═══ SUPPLIED RECORDS ═══

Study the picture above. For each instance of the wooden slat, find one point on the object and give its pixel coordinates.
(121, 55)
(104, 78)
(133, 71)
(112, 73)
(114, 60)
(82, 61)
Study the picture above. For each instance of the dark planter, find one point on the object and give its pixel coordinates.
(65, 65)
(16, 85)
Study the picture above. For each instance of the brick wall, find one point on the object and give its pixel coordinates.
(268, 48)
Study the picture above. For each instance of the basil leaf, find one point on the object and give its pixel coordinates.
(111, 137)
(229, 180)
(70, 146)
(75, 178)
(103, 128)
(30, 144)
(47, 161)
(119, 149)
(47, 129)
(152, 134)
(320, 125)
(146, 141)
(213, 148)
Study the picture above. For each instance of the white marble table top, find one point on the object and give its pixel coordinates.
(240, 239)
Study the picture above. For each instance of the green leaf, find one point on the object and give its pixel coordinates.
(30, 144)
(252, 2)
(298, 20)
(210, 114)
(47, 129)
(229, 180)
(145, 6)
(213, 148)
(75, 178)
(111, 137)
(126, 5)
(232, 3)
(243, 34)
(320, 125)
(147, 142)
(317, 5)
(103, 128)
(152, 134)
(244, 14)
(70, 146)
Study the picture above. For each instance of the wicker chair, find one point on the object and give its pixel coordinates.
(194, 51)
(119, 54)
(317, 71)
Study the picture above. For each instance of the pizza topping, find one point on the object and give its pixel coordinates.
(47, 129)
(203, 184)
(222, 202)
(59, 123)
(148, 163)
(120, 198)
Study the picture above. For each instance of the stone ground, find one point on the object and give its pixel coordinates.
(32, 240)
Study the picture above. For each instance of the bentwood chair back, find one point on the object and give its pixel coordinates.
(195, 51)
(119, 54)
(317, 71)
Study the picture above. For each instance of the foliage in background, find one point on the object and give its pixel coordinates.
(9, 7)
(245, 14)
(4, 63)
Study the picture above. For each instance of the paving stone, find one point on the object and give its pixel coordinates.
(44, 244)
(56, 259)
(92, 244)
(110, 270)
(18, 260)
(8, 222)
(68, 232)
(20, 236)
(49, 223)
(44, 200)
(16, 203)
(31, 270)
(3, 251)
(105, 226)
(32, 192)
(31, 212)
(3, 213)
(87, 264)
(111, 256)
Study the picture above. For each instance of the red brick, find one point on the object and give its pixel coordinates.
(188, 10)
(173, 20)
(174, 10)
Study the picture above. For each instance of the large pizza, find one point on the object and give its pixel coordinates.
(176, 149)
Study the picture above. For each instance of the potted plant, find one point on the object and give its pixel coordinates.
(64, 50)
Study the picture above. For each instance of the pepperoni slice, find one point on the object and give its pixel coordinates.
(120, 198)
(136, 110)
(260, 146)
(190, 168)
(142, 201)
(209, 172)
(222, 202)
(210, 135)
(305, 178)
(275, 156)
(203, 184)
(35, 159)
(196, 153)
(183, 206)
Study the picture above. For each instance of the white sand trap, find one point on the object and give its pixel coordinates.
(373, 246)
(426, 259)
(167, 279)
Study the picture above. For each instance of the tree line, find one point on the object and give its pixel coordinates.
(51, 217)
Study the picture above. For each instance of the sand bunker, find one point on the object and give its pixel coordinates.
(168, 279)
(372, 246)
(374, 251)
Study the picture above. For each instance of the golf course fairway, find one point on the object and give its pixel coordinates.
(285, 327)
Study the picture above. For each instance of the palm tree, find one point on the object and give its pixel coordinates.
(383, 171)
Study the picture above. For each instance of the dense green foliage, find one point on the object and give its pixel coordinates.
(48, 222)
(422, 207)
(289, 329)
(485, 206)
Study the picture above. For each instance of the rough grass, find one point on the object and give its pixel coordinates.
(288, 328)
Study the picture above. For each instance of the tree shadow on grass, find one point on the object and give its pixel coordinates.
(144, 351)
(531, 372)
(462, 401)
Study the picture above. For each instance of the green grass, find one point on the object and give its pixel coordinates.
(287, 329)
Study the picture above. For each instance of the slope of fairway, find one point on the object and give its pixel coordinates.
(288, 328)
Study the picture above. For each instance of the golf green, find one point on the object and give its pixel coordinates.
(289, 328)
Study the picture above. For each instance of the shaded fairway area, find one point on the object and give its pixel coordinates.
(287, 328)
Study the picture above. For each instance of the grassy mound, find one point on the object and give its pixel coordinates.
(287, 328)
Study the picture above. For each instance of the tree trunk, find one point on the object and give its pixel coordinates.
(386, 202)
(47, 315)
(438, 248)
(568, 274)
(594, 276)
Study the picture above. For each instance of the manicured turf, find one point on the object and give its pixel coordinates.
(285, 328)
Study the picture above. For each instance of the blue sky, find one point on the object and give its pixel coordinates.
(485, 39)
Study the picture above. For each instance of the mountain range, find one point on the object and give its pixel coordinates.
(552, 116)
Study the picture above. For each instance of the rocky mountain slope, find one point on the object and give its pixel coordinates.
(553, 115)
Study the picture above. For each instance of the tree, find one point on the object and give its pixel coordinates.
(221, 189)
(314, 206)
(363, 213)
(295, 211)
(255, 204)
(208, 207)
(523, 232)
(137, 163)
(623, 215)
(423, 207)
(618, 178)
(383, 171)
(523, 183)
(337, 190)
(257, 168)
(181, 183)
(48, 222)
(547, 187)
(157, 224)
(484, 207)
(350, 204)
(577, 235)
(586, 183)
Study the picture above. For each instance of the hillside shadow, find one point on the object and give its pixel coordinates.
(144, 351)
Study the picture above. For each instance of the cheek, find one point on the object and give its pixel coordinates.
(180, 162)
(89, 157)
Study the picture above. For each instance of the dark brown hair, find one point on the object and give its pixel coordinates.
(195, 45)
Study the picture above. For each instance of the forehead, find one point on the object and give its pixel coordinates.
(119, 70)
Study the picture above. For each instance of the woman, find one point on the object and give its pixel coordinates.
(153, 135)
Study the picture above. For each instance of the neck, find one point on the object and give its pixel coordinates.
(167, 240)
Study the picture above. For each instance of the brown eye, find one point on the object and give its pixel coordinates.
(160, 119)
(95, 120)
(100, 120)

═══

## WRITTEN TASK
Rewrite each line of the records above as a JSON list of strings, one string per line, omitting blank lines.

## SOLUTION TO THIS TASK
[
  "Study the picture above. For each instance of the wooden slat, find one point on the object and give its pixel coordinates.",
  "(121, 55)",
  "(104, 78)",
  "(133, 71)",
  "(112, 73)",
  "(114, 60)",
  "(82, 61)",
  "Study the picture above. For each instance of the dark planter, find one point on the object and give its pixel coordinates.",
  "(65, 65)",
  "(16, 85)",
  "Study the picture above. For each instance of the brick wall, find one point on the object and give its pixel coordinates.",
  "(268, 48)",
  "Study the picture above. For each instance of the basil leaf, find one point on the object and give its pixel coordinates.",
  "(111, 137)",
  "(229, 180)",
  "(70, 146)",
  "(75, 178)",
  "(103, 128)",
  "(30, 144)",
  "(47, 161)",
  "(119, 149)",
  "(47, 129)",
  "(152, 134)",
  "(320, 125)",
  "(146, 141)",
  "(213, 148)",
  "Study the picture above. For each instance of the white marble table top, find one point on the object and give its pixel coordinates.",
  "(240, 239)",
  "Study the picture above. For each instance of the green leaf, find one point on the object and give its pixel coordinates.",
  "(30, 144)",
  "(252, 2)",
  "(298, 20)",
  "(210, 114)",
  "(47, 129)",
  "(229, 180)",
  "(145, 6)",
  "(213, 148)",
  "(75, 178)",
  "(111, 137)",
  "(126, 5)",
  "(232, 3)",
  "(243, 34)",
  "(320, 125)",
  "(147, 142)",
  "(317, 5)",
  "(103, 128)",
  "(152, 134)",
  "(244, 14)",
  "(70, 146)",
  "Study the picture above. For each instance of the wicker chair, find one point on the object and give its pixel coordinates.",
  "(194, 51)",
  "(119, 54)",
  "(317, 71)",
  "Study the picture above. For each instance of the pizza topping, find one point on the object and give its pixel coordinates.",
  "(47, 129)",
  "(203, 184)",
  "(222, 202)",
  "(59, 123)",
  "(148, 163)",
  "(120, 198)",
  "Study the picture above. For each instance of the stone ground, find one point on the object and give its pixel coordinates.",
  "(32, 240)",
  "Study the picture above. For each instance of the bentwood chair back, find one point on the object and give its pixel coordinates.",
  "(195, 51)",
  "(119, 54)",
  "(317, 71)",
  "Study the picture above. For each instance of the foliage in background, find one point on the object and give its pixel coordinates.",
  "(9, 7)",
  "(245, 14)",
  "(4, 63)",
  "Study the picture above. For each instance of the paving stone, find one point on the object and give its pixel coordinates.",
  "(44, 244)",
  "(56, 259)",
  "(92, 244)",
  "(110, 270)",
  "(18, 260)",
  "(8, 222)",
  "(68, 232)",
  "(20, 236)",
  "(49, 223)",
  "(44, 200)",
  "(16, 203)",
  "(31, 270)",
  "(3, 251)",
  "(105, 226)",
  "(32, 192)",
  "(31, 212)",
  "(3, 213)",
  "(87, 264)",
  "(111, 256)",
  "Study the picture above. For each instance of the red brick, find one point on the object and give its pixel coordinates.",
  "(188, 10)",
  "(173, 20)",
  "(174, 10)",
  "Study the picture above. For each instance of the large pizza, find one point on the object and give its pixel coordinates.",
  "(176, 149)",
  "Study the picture above. For each instance of the potted plant, find one point on the object and give its pixel coordinates.",
  "(64, 50)",
  "Study the picture above. For each instance of the pepperoni slice, find one point on the object and give its pixel coordinates.",
  "(120, 198)",
  "(136, 110)",
  "(260, 146)",
  "(190, 168)",
  "(142, 201)",
  "(209, 172)",
  "(222, 202)",
  "(210, 135)",
  "(305, 178)",
  "(275, 156)",
  "(203, 184)",
  "(35, 159)",
  "(196, 153)",
  "(183, 206)",
  "Study the picture above. For each instance of the white sand trap, find one point on the object and give its pixel coordinates.",
  "(373, 246)",
  "(426, 259)",
  "(167, 279)",
  "Study the picture above. For each instance of the tree line, find one point on the object and give its pixel coordinates.",
  "(51, 217)",
  "Study the picture above. For each instance of the sand bunker, find one point on the object and give its pixel coordinates.",
  "(168, 279)",
  "(372, 246)",
  "(374, 251)",
  "Study the picture above. For each instance of the golf course fairway, find one point on the object and give its pixel coordinates.",
  "(285, 327)",
  "Study the picture above. For each instance of the palm tree, find one point on the object and give its pixel coordinates.",
  "(383, 171)",
  "Study the picture above. For each instance of the dense green foliage, find one point on the object and give its pixel coordinates.",
  "(48, 222)",
  "(422, 207)",
  "(289, 329)",
  "(485, 206)",
  "Study the picture above. For each instance of the rough grass, find one point on the object and give its pixel coordinates.",
  "(288, 328)",
  "Study the picture above. For each instance of the tree shadow on grass, find one point on the object and give its pixel coordinates.",
  "(144, 351)",
  "(531, 372)",
  "(462, 401)",
  "Study the picture above. For each instance of the green grass, find one point on the object and give its pixel coordinates.",
  "(287, 329)",
  "Study the picture above. For each instance of the slope of fairway, find one point on the object and give its pixel coordinates.",
  "(288, 328)",
  "Study the picture above. For each instance of the golf green, find one point on the object and give its pixel coordinates.",
  "(289, 328)",
  "Study the picture above. For each instance of the shaded fairway area, find one point on the object and give its pixel coordinates.",
  "(287, 328)",
  "Study the picture above. For each instance of the grassy mound, find one point on the object and give its pixel coordinates.",
  "(287, 328)",
  "Study the picture above. For each instance of the tree trunk, find one point on the object and give its pixel coordinates.",
  "(386, 202)",
  "(47, 315)",
  "(438, 248)",
  "(568, 274)",
  "(594, 276)",
  "Study the picture above. For each instance of the manicured turf, find one point on the object and give its pixel coordinates.",
  "(285, 328)",
  "Study the picture above. For each instance of the blue sky, find one point on the object and give its pixel coordinates.",
  "(485, 39)",
  "Study the picture above. For each instance of the mountain range, find one point on the object and give its pixel coordinates.",
  "(552, 116)",
  "Study the picture above. For each instance of the rocky mountain slope, find one point on the object and give its pixel coordinates.",
  "(553, 115)",
  "Study the picture above. For each instance of the tree, find one point on the object and give its pixel coordinates.",
  "(221, 189)",
  "(314, 206)",
  "(363, 213)",
  "(295, 211)",
  "(255, 204)",
  "(208, 207)",
  "(523, 232)",
  "(137, 163)",
  "(623, 215)",
  "(423, 207)",
  "(618, 178)",
  "(383, 171)",
  "(523, 183)",
  "(337, 190)",
  "(257, 168)",
  "(181, 183)",
  "(48, 222)",
  "(547, 187)",
  "(157, 224)",
  "(484, 207)",
  "(350, 204)",
  "(577, 235)",
  "(586, 183)",
  "Study the picture above. For each instance of the hillside shadow, find one point on the object and give its pixel coordinates.",
  "(144, 351)",
  "Study the picture above. For each instance of the cheek, find one point on the object and give its pixel coordinates.",
  "(180, 162)",
  "(89, 157)",
  "Study the picture above. For each instance of the dark brown hair, find one point on the object and give its pixel coordinates.",
  "(195, 45)",
  "Study the picture above. For each instance of the forehead, find one point on the object and give its pixel coordinates.",
  "(119, 70)",
  "Study the picture above. For each instance of the woman, find one point on the object and give its pixel coordinates.",
  "(153, 135)",
  "Study the picture above. For each instance of the neck, find one point on the object and give its pixel coordinates.",
  "(167, 240)",
  "Study the picture above. For each instance of the brown eye, find one point on the object and give its pixel coordinates.",
  "(160, 119)",
  "(95, 120)",
  "(100, 120)"
]